Task 1 :: In the post on protecting email addresses from spam harvesters, rewrite the passage starting with "- A site-wide" and going on through "a normal list?", putting "administrators" in place of "maintainers".
Task 2 :: In the post on protecting email addresses from spam harvesters, which two aliases did the writer recommend installing until recently?

[Mailman-Developers] Protecting email addresses from spam harvesters

Tue, 26 Feb 2002 00:56:45 -0500

> You can argue that "barry at zope.com" isn't obfuscated enough, and
> you might be right.  I'm against any image or JavaScript approach to
> protecting these because I really do want to keep Mailman's web
> interface as pedestrian as possible.  In principle I don't mind if
> JavaScript or images are used, but they should never be the only way
> to navigate a Mailman site.  Mailman must degrade gracefully for
> browsers that either don't support these features or have them
> disabled.  I'd do the same with cookies if I could figure out how to
> do low-frustration-factor authentication without them.

>>>>> "JRA" == Jay R Ashworth <jra@baylink.com> writes:

    JRA> And, of course, if it *will* degrade, then address-snarfers
    JRA> will figure out how to *make* it degrade, so it's not worth
    JRA> doing in the first place, at least not for *that* reason.

Agreed.

> MM3 will likely integrate admin addresses and list memberships into an
> object called a "roster" (essentially just a list of email addresses).
> This will let us define a pipeline for each roster, which could
> include a spam filter that performs an action based on some criteria
> (e.g. drop it, reject it, mark a header, etc.).  So we can do more
> protection on the -owner address than we can do now (without
> hacking).

    JRA> I do see one problem here, and I don't know if you already
    JRA> address it below.  [ looks ] You don't; it's this: if the
    JRA> list-owner addresses go through the MM machinery, as well,
    JRA> then they too can die if MM crashes the wrong way.

    JRA> This implies, as I believe has already been discussed, that
    JRA> the *server* admin address must be publicly accessible, not
    JRA> be piped into MailMan at all, and preferably, should actually
    JRA> not even be handled by the same machine...  ("Single point of
    JRA> failure")

Well, what machine it's handled by isn't Mailman's business, but you
do have a point.  Until recently, I recommended that you install
aliases `mailman' and `mailman-owner', but now I recommend that
`mailman' be an actual list, and it is from this list that things like
password reminders look to come from.  Also, if the site list gets a
bounce, it'll check all the existing lists for a match against the
bouncing address.

You make the valid point that if the Mailman system were to break,
you'd have no way to contact the site administrator, save for typical
aliases like postmaster.  It seems like you want:

- A non-list, plain alias to contact the human in case of emergency

- Some place that password reminders come from.  Since this will be
  receiving bounces, it ought to be a real list.

- A site-wide list of maintainers of the site who can take care of
  normal operations (i.e. panicky unsubscription requests).

Perhaps #3 can be the same as #1 for those sites that have a
collaborative management arrangement.  So the question is, what do we
call the alias and what do we call the list?  I have definitely seen
people try to send mail commands to `mailman@python.org' and from my
Majordomo days, this seems like a reasonable thing to (eventually)
implement.  Is it sufficient to recommend that postmaster@ point to a
real human, not a list, and leave mailman@dom.ain a normal list?

If not, i'd still opt for `mailman' to be the site list, and add
something like mailman-panic to be a human address.  Or perhaps make
mailman-owner pipe both to the wrapper and to postmaster.  I dunno,
I'm open to suggestions.

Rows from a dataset
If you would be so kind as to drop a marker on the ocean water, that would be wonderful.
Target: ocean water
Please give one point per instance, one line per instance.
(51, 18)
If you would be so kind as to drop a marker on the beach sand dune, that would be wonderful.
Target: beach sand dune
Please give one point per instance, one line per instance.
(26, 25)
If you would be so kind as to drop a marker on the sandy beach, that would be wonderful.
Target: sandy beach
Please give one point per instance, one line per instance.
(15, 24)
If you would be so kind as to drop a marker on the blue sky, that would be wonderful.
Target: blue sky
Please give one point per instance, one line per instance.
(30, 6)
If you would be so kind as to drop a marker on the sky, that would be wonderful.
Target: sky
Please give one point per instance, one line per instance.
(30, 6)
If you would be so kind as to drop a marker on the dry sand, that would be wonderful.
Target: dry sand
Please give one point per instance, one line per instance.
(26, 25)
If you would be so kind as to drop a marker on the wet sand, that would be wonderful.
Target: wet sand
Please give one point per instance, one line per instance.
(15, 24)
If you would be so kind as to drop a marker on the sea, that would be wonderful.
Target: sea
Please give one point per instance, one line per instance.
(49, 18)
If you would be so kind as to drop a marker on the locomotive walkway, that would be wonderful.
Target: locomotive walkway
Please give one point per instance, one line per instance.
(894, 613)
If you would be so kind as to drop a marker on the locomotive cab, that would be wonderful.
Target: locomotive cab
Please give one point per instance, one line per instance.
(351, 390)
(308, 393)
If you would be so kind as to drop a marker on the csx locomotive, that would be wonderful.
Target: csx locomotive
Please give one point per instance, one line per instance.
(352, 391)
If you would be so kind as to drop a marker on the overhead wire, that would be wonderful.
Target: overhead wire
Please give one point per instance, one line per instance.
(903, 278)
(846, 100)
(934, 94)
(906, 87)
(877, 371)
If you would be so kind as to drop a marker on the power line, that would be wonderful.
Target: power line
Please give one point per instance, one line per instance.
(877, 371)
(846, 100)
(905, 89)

Full output 1 ::
- A site-wide list of administrators of the site who can take care of
  normal operations (i.e. panicky unsubscription requests).

Perhaps #3 can be the same as #1 for those sites that have a
collaborative management arrangement.  So the question is, what do we
call the alias and what do we call the list?  I have definitely seen
people try to send mail commands to `mailman@python.org' and from my
Majordomo days, this seems like a reasonable thing to (eventually)
implement.  Is it sufficient to recommend that postmaster@ point to a
real human, not a list, and leave mailman@dom.ain a normal list?

Full output 2 :: The aliases `mailman' and `mailman-owner'.